_ЦЕЛЬ ЗАДАНИЯ_
Переведите на английский язык предложение из фрагмента о театре «Гешер»: «В этом, безусловно, была часть правды – однако лишь часть».

_ФРАГМЕНТ ТЕКСТА_
+--

А я тем временем обрубал концы в России, распродавал вещи, давал интервью о предполагаемом переезде в Израиль и при этом находился в неуверенности, нужен ли я там. Откуда мне тогда было знать, что уже и Людмила Хмельницкая, которая, будучи сестрой Натана Щаранского, немало сделавшая для возникновения и самого существования театра «Гешер», была почему-то отстранена от театра, да и дни старче Никулина в театре были сочтены? Он оказался вне «Гешера», предоставленный самому себе и собственной абсорбции…
Услышь я тогда в Москве, что мой ожидаемый приезд в «Гешер» сопровождается шутками типа: «вот ужо приедет наша нетленка», – не думаю, чтобы я решился рубить канаты и поднимать якоря. Тогда я списывал отсутствие звонков, проявление невнимания на иракскую войну, на отсутствие денег, на невероятную занятость. В этом, безусловно, была часть правды – однако лишь часть. В чем мне, к сожалению, пришлось скоро убедиться.
Дело не в том, что меня не встретили, как положено, так сказать, не расстелили красную ковровую дорожку, не выпили со мной в день приезда рюмку водки, не в том даже, что – допускаю – будучи сверх меры заняты, не сочли нужным индивидуально побеседовать со мной сразу по приезде, – но мне почти сразу же стало ясно, что все мои заготовленные еще в Москве пьесы, поэтические композиции, моноспектакль по Бродскому оказались вне интересов руководства театра «Гешер». Когда я попал на собрание коллектива театра в самом начале моей недельной абсорбции, я впал в угнетенное состояние духа, выслушав два коротких доклада-сообщения Мальцева – Арье, и понял, что, во-первых, о моей режиссуре и речи не идет, и, во-вторых, как актер я (как, впрочем, и другие) только «обязуюсь, обязуюсь и обязуюсь…». Мне было предложено в двухнедельный срок заменить артиста Бориса Аханова и начать свою актерскую карьеру в «Гешере» с ввода в «Розенкранца и Гильденстерна», так как Борис Аханов – в прошлом артист театра Русской драмы в Риге – оставил «Гешер» и подписал контракт с ивритоязычным театром «Хан» в Иерусалиме.

+--

_ЗАПИСИ_
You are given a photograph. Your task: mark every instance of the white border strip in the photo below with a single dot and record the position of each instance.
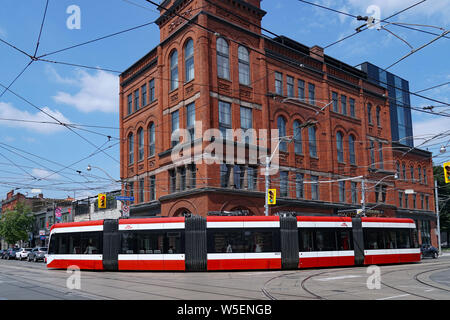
(391, 251)
(399, 225)
(243, 256)
(151, 226)
(323, 224)
(77, 229)
(323, 254)
(96, 257)
(150, 257)
(243, 224)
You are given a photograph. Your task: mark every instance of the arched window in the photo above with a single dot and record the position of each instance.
(298, 137)
(244, 66)
(378, 116)
(282, 132)
(351, 148)
(340, 146)
(174, 70)
(130, 148)
(425, 180)
(223, 61)
(369, 113)
(419, 175)
(151, 139)
(312, 141)
(404, 171)
(189, 60)
(140, 144)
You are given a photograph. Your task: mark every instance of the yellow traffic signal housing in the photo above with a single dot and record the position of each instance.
(102, 201)
(447, 172)
(272, 196)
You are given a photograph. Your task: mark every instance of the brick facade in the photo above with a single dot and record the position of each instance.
(288, 84)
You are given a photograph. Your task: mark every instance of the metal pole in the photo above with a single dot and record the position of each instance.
(363, 197)
(266, 206)
(436, 198)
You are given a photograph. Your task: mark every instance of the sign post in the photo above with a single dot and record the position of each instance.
(447, 171)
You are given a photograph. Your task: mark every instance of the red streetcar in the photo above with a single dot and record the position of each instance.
(232, 243)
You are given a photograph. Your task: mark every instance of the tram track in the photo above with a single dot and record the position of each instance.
(32, 281)
(314, 295)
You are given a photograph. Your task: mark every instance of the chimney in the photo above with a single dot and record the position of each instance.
(316, 52)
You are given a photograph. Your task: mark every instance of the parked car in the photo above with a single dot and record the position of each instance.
(429, 251)
(22, 253)
(37, 254)
(10, 254)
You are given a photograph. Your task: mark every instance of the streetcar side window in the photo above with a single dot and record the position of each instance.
(152, 242)
(226, 241)
(77, 243)
(262, 240)
(344, 239)
(243, 240)
(375, 238)
(325, 239)
(403, 239)
(306, 240)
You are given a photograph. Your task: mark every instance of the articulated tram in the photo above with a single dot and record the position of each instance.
(197, 243)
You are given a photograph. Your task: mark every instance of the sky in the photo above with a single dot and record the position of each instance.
(37, 155)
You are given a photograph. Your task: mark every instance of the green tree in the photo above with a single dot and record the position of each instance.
(444, 198)
(16, 224)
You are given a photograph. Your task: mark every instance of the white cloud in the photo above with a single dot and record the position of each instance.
(438, 9)
(98, 92)
(8, 111)
(43, 174)
(429, 128)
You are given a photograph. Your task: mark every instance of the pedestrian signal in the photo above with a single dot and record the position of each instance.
(102, 201)
(272, 196)
(447, 172)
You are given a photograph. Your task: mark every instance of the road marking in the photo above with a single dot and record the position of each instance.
(393, 297)
(338, 278)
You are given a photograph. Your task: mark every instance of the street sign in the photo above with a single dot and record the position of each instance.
(272, 196)
(101, 200)
(126, 211)
(58, 214)
(447, 172)
(123, 198)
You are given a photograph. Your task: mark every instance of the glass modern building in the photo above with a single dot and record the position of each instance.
(399, 101)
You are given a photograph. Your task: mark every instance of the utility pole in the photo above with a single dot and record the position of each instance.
(436, 198)
(266, 206)
(363, 197)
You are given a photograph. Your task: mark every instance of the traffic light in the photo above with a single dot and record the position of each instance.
(272, 196)
(102, 201)
(447, 172)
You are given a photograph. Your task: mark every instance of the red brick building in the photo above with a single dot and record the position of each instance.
(214, 66)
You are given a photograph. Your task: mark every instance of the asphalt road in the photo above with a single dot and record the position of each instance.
(427, 280)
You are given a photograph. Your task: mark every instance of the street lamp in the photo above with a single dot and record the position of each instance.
(363, 191)
(89, 168)
(268, 162)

+--

_РЕЗУЛЬТАТ ЗАДАНИЯ_
There was, of course, some truth in this, but only part of it.